→ EXERCISE AIM
Which lines of the data contain the string "gray"? Copy every one.
--- RECORD SET Enclosed Below ---
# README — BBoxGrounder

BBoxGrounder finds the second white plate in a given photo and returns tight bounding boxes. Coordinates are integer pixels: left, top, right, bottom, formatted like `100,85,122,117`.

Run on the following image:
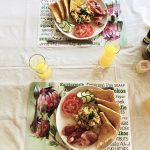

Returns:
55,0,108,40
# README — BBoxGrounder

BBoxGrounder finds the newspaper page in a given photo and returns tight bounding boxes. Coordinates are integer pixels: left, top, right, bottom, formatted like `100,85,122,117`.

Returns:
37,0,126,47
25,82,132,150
--- End of Enclosed RECORD SET ---
--- RECORD SET Enclosed Below ---
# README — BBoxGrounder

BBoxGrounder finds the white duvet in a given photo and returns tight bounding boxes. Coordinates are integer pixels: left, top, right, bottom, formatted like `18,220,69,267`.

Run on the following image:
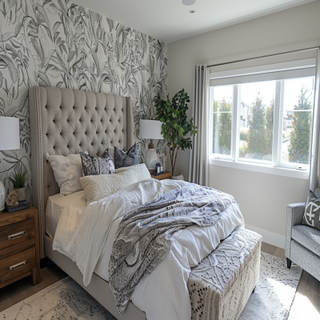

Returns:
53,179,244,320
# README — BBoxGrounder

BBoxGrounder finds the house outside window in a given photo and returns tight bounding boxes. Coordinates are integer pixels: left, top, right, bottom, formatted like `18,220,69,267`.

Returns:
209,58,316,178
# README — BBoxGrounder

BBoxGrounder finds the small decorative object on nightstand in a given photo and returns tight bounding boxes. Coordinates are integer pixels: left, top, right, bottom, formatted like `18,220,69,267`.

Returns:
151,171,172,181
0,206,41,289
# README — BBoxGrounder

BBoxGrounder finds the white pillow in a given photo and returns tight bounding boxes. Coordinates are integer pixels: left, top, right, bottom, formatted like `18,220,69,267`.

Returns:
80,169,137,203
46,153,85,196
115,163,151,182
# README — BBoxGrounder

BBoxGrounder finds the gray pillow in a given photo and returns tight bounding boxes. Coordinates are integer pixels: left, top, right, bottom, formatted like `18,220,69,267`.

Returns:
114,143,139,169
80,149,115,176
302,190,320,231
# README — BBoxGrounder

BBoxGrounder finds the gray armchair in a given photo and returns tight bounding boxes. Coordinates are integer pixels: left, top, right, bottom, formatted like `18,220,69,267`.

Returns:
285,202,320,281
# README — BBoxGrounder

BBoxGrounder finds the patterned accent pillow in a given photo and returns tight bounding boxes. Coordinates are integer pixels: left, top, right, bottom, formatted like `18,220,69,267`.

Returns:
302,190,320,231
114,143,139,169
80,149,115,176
--- End of Enclosed RECORD SET ---
→ RESULT BELOW
BBoxGrounder finds the gray pillow in a given photo and returns tight bounding boxes. Coordinates are integer pixels: left, top, right, bottom, formatted like `18,220,69,267`.
BBoxGrounder finds the gray armchair in a given photo and returns tight bounding boxes. Coordinates are integer pixels: left, top, right, bottom, formatted like `18,220,69,267`.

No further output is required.